> **Goal of the exercise**
Below you will find a set of lines. Repeat them all exactly.

####

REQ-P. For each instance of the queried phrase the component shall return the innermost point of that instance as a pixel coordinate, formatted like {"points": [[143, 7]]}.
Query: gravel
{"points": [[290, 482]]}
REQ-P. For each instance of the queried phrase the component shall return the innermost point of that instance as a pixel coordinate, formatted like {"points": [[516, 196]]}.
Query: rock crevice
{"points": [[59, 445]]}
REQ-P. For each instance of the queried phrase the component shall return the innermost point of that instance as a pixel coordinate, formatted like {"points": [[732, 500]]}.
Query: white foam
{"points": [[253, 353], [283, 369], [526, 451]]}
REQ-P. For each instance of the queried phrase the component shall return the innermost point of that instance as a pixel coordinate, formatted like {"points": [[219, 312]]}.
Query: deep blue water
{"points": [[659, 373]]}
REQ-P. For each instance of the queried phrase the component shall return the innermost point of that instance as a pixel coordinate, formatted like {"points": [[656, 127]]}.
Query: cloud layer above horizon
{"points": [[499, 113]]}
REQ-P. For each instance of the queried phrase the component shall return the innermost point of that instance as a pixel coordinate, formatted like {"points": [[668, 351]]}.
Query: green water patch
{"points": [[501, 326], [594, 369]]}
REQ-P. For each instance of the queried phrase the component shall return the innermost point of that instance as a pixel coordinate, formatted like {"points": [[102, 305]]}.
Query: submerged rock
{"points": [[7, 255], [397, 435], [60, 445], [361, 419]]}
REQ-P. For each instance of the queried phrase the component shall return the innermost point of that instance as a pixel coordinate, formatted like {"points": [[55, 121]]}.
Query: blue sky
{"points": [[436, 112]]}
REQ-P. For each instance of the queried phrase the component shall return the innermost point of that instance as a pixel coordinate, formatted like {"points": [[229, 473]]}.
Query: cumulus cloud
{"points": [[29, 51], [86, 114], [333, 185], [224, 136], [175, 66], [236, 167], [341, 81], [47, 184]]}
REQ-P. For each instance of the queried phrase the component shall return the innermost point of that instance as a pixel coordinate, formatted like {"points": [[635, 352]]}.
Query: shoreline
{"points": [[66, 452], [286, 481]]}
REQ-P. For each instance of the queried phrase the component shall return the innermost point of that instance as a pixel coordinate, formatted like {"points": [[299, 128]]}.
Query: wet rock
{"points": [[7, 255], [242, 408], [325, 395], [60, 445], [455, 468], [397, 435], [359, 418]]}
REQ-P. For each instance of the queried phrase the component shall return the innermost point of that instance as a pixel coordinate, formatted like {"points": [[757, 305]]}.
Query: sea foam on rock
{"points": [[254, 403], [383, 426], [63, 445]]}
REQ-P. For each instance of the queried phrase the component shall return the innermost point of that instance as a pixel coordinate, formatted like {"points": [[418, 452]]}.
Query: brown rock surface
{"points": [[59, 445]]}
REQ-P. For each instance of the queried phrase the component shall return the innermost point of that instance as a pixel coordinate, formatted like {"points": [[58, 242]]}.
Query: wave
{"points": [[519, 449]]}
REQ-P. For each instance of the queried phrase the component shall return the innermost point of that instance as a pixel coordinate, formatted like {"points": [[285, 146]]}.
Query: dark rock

####

> **Result for this exercise**
REQ-P. For each instance of the queried phrase the component shall return the innermost point of that instance as a pixel coordinate, formatted like {"points": [[143, 7]]}.
Query: gravel
{"points": [[290, 482]]}
REQ-P. For each instance of the queried phrase the component shall return the innermost point of that instance as a pixel coordinate, formatted like {"points": [[516, 196]]}.
Query: rock crevice
{"points": [[59, 445]]}
REQ-P. For each instance of the queried phrase the component shall return the innermost point of that instance as a pixel coordinate, formatted like {"points": [[732, 500]]}.
Query: white foam
{"points": [[253, 353], [283, 369], [526, 451]]}
REQ-P. For each instance of the queried phrase the component shall return the innermost point of that instance as a pixel coordinate, formatted like {"points": [[219, 312]]}.
Query: deep blue water
{"points": [[659, 373]]}
REQ-P. For each instance of the queried phrase the component shall return the innermost point of that instance as a pixel coordinate, formatted like {"points": [[656, 127]]}.
Query: cloud layer above horizon
{"points": [[499, 113]]}
REQ-P. For each instance of the queried phrase the component shall return the innermost point of that instance as a pixel coordinate, formatted like {"points": [[668, 351]]}.
Query: green water patch
{"points": [[501, 326], [594, 369]]}
REQ-P. For each instance of the queried phrase the component shall return the innermost point of that instance as a pixel coordinate, formatted like {"points": [[102, 305]]}.
Query: submerged rock
{"points": [[7, 255], [397, 435], [60, 445], [361, 419]]}
REQ-P. For each instance of the queried phrase the component shall return the innermost point of that instance as a pixel coordinate, formatted like {"points": [[55, 121]]}.
Query: blue sky
{"points": [[436, 112]]}
REQ-P. For each instance of the queried phrase the component shall return the innermost point of that instance as a pixel coordinate, formatted like {"points": [[229, 473]]}.
Query: cumulus cloud
{"points": [[29, 51], [86, 114], [333, 185], [224, 136], [175, 66], [236, 167], [341, 81], [47, 184]]}
REQ-P. For each instance of the queried phrase the component shall return the innermost point of that instance as a pixel coordinate, formatted like {"points": [[635, 352]]}.
Query: shoreline
{"points": [[66, 452], [286, 481]]}
REQ-P. For each instance of the queried phrase the component shall return the innermost point of that instance as a pixel coordinate, formatted like {"points": [[299, 128]]}.
Query: wet rock
{"points": [[7, 255], [242, 408], [325, 395], [60, 445], [455, 468], [397, 435], [359, 418]]}
REQ-P. For each instance of the queried phrase the component shall return the innermost point of that instance as a pixel coordinate, formatted like {"points": [[757, 305]]}.
Query: sea foam on rock
{"points": [[254, 403], [383, 426], [63, 445]]}
REQ-P. For each instance of the queried phrase the component shall return the innermost point of that instance as a pixel coordinate, formatted like {"points": [[418, 452]]}.
Query: brown rock surface
{"points": [[59, 445]]}
REQ-P. For each instance of the queried phrase the component shall return the innermost point of that instance as a pixel coordinate, formatted like {"points": [[58, 242]]}.
Query: wave
{"points": [[519, 449]]}
REQ-P. For each instance of the queried phrase the component shall return the innermost point of that instance as a pixel coordinate, formatted like {"points": [[285, 146]]}.
Query: dark rock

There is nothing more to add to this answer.